__Exercise goal__: Look through the lines below for the word "window", and copy every line that has it.

--*--

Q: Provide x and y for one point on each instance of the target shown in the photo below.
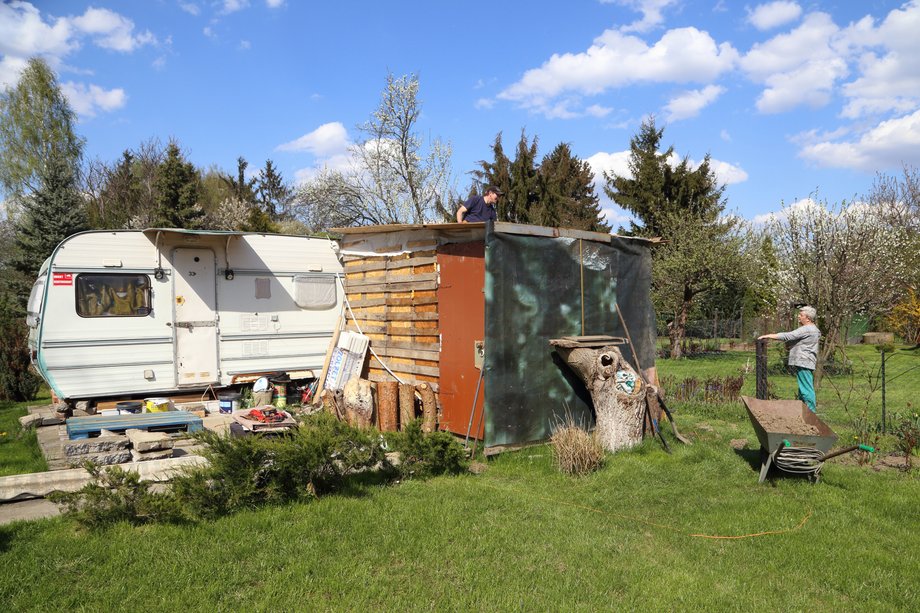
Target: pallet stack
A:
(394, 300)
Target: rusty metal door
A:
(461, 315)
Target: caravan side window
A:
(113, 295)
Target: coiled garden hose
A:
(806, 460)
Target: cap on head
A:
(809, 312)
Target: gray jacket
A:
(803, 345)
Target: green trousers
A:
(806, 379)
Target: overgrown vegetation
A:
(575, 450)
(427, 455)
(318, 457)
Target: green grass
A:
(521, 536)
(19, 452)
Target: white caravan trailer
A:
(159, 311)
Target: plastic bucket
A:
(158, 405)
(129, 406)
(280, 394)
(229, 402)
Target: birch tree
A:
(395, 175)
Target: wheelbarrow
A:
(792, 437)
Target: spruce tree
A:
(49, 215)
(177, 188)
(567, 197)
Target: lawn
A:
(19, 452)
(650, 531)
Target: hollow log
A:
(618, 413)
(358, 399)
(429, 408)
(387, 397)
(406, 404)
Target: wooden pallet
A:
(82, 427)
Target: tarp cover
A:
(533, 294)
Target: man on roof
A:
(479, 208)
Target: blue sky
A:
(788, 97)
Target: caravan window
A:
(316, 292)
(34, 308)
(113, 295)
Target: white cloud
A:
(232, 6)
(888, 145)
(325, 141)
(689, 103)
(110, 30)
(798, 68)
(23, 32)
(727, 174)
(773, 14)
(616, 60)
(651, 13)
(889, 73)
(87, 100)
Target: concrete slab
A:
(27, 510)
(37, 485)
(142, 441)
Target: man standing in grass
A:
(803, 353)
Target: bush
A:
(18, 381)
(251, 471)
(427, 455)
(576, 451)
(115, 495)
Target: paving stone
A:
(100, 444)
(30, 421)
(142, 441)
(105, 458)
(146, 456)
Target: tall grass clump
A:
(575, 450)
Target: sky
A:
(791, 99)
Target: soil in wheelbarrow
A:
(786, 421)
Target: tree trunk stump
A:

--*--

__Answer to the problem__:
Target: caravan side window
Target: caravan window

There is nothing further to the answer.